▸ Exercise prompt
Arrange the lines from the first one through the line containing "<point>15,120</point>", both included, as a Markdown table with the columns Row and Line, numbering each row and skipping blank lines. Leave the pictures out.

══ Entries provided

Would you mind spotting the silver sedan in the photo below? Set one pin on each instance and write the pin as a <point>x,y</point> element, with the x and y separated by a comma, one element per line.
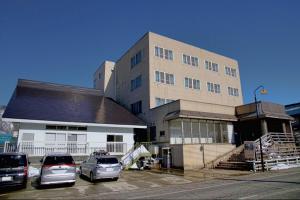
<point>101,167</point>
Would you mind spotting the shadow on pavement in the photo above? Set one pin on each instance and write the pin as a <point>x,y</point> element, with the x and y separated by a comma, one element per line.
<point>261,181</point>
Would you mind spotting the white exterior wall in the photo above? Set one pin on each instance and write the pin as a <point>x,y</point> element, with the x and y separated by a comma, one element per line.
<point>95,136</point>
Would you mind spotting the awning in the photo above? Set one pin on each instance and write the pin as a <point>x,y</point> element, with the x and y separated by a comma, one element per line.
<point>265,115</point>
<point>199,115</point>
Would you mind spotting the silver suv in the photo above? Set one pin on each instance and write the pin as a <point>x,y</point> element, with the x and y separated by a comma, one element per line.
<point>101,167</point>
<point>57,168</point>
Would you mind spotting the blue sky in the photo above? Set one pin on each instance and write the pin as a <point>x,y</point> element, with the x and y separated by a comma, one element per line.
<point>65,41</point>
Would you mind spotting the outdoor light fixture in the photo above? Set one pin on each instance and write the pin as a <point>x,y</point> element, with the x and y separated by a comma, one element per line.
<point>262,91</point>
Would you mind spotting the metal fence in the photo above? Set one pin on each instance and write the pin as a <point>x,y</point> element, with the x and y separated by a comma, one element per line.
<point>37,148</point>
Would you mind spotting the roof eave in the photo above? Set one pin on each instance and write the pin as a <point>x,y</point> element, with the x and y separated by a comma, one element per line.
<point>15,120</point>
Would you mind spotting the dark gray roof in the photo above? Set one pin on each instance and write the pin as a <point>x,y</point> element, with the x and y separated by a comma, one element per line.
<point>53,102</point>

════

▸ Solution below
| Row | Line |
|---|---|
| 1 | Would you mind spotting the silver sedan in the photo below? Set one pin on each instance and write the pin as a <point>x,y</point> element, with the x and y separated by a comma, one element per line. |
| 2 | <point>101,167</point> |
| 3 | Would you mind spotting the shadow on pavement in the photo above? Set one pin on each instance and write the pin as a <point>x,y</point> element, with the x and y separated by a comma, one element per line. |
| 4 | <point>261,181</point> |
| 5 | Would you mind spotting the white exterior wall in the photo above? Set one pin on each instance and write the pin as a <point>x,y</point> element, with the x and y separated by a comma, one element per line. |
| 6 | <point>95,136</point> |
| 7 | Would you mind spotting the awning in the photo above? Set one pin on each instance and write the pin as a <point>x,y</point> element, with the x and y separated by a comma, one element per line. |
| 8 | <point>265,115</point> |
| 9 | <point>199,115</point> |
| 10 | Would you mind spotting the silver suv in the photo above? Set one pin on each instance and write the pin as a <point>x,y</point> element, with the x and y separated by a comma, one element per line. |
| 11 | <point>101,167</point> |
| 12 | <point>57,168</point> |
| 13 | Would you mind spotting the blue sky in the photo above? Set one pin on each instance and write the pin as a <point>x,y</point> element, with the x and y separated by a comma, one element per line. |
| 14 | <point>65,41</point> |
| 15 | Would you mind spotting the outdoor light fixture in the photo above? Set one pin on each instance and write the pin as a <point>x,y</point> element, with the x and y separated by a comma, one element per line. |
| 16 | <point>262,91</point> |
| 17 | Would you mind spotting the metal fence in the photo above? Set one pin on each instance and write the pin as a <point>x,y</point> element, with the x and y separated by a comma, one element per line. |
| 18 | <point>37,148</point> |
| 19 | Would you mind spotting the roof eave in the photo above? Set one pin on each instance and write the pin as a <point>x,y</point> element, with the x and y separated by a comma, one element per line. |
| 20 | <point>15,120</point> |